▶ Try it
Return, word for word, the line containing "Target: plant growing on wall" and every line after it through the last line of the records below.

▶ Exercise data
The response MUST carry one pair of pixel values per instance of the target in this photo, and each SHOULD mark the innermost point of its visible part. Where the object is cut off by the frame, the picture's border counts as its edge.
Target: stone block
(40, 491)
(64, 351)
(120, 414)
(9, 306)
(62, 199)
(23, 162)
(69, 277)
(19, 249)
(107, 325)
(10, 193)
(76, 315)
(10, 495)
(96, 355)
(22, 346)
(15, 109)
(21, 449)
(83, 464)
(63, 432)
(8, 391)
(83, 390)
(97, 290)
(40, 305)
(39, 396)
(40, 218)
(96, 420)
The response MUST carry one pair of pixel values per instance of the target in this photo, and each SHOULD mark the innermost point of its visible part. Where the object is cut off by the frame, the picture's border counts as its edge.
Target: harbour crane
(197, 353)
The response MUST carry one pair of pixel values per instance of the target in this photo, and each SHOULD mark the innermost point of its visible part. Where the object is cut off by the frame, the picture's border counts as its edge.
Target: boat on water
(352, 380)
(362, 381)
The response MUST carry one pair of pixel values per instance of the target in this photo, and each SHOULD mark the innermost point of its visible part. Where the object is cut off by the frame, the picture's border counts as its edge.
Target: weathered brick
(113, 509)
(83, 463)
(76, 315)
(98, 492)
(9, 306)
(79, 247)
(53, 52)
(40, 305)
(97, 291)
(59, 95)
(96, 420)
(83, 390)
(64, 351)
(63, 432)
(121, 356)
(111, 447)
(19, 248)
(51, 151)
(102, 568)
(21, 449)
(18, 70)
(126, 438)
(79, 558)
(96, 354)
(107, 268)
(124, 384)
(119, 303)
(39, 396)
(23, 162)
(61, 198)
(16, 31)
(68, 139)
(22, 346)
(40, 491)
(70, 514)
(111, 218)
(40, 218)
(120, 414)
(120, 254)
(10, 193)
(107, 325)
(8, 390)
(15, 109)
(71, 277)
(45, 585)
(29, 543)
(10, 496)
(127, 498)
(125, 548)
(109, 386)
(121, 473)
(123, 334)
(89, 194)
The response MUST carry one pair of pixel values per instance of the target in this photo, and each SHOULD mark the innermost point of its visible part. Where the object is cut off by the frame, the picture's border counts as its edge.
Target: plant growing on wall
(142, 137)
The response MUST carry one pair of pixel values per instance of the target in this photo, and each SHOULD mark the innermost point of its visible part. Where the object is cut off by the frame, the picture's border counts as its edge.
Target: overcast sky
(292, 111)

▶ Solution for this problem
Target: plant growing on wall
(142, 137)
The response MUST carry one pair of pixel values per instance of the target in this photo, and each SHOULD mark the innermost point of its visible part. Where the object is cut off by the frame, the picture's border counts as its edge.
Target: overcast sky
(292, 111)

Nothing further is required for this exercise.